What you need to do ▸
What are the lines, copied exactly, from the one containing "Task: point out every instance of the sunlit" through the last line of the records below, both included?
--- Provided data ---
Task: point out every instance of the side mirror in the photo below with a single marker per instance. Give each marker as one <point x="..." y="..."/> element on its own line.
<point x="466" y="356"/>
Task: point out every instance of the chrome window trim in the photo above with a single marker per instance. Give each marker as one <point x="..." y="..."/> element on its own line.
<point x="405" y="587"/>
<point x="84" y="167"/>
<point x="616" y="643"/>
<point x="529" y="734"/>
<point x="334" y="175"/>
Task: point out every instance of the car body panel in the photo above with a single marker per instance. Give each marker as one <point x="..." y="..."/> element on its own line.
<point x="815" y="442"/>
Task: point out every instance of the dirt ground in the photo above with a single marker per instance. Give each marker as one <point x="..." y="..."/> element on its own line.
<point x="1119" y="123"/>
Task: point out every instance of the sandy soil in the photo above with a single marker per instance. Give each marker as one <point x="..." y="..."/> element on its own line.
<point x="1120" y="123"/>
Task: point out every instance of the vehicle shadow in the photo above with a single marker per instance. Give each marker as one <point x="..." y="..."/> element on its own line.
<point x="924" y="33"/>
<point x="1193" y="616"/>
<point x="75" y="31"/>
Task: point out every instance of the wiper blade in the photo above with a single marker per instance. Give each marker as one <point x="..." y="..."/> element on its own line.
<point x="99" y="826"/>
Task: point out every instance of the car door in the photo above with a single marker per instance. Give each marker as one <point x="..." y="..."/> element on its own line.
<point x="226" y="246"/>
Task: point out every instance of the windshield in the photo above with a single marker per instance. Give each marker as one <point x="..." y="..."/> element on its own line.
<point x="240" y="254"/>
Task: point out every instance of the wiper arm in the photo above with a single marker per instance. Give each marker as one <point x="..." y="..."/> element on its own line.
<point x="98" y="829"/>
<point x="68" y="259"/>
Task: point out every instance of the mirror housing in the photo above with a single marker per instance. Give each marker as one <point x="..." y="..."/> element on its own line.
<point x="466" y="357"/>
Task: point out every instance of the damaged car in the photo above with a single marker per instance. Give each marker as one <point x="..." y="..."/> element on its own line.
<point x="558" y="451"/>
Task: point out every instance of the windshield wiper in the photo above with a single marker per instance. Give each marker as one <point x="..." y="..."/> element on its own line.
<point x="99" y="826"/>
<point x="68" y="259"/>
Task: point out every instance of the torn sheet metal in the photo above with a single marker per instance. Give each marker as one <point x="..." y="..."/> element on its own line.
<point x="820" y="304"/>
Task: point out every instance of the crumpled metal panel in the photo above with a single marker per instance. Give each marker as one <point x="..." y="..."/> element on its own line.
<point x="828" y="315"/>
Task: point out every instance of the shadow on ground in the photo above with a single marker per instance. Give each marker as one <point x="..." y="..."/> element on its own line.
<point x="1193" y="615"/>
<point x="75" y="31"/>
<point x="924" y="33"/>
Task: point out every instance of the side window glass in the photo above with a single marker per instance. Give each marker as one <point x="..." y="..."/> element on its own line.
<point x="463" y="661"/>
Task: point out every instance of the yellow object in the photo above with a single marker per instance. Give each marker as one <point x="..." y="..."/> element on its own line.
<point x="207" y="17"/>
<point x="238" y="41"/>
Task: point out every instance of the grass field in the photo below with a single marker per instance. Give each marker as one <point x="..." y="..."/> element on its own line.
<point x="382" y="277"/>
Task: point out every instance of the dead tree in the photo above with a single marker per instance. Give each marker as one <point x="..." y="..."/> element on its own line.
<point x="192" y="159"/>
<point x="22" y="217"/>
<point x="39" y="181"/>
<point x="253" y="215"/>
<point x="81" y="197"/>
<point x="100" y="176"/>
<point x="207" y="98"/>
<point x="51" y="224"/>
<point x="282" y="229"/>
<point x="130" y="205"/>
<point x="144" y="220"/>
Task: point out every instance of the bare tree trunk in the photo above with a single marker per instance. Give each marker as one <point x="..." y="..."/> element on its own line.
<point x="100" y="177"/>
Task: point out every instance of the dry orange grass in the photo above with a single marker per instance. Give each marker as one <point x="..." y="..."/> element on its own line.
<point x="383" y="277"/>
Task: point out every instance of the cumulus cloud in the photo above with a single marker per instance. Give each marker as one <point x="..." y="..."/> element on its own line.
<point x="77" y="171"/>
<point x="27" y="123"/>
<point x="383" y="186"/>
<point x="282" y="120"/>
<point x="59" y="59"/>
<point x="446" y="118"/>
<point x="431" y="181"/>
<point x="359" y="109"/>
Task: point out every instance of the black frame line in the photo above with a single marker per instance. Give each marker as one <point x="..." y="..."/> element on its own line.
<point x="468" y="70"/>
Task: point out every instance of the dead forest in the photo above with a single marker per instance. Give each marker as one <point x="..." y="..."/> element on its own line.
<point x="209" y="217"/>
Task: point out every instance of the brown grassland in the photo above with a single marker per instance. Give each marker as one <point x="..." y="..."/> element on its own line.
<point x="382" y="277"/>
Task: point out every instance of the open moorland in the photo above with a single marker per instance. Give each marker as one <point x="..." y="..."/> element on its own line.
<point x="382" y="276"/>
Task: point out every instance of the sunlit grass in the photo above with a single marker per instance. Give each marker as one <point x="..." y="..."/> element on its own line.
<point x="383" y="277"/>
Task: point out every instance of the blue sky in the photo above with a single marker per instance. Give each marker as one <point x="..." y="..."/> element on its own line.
---
Solution ▸
Task: point out every instance of the sunlit grass in the photo above with a single marker per instance. Give each marker as one <point x="..." y="..."/> element on its own line.
<point x="383" y="277"/>
Task: point out every instance of the blue sky in the photo above with a single marker per instance. Give each marker as one <point x="..." y="..."/> element on its own line.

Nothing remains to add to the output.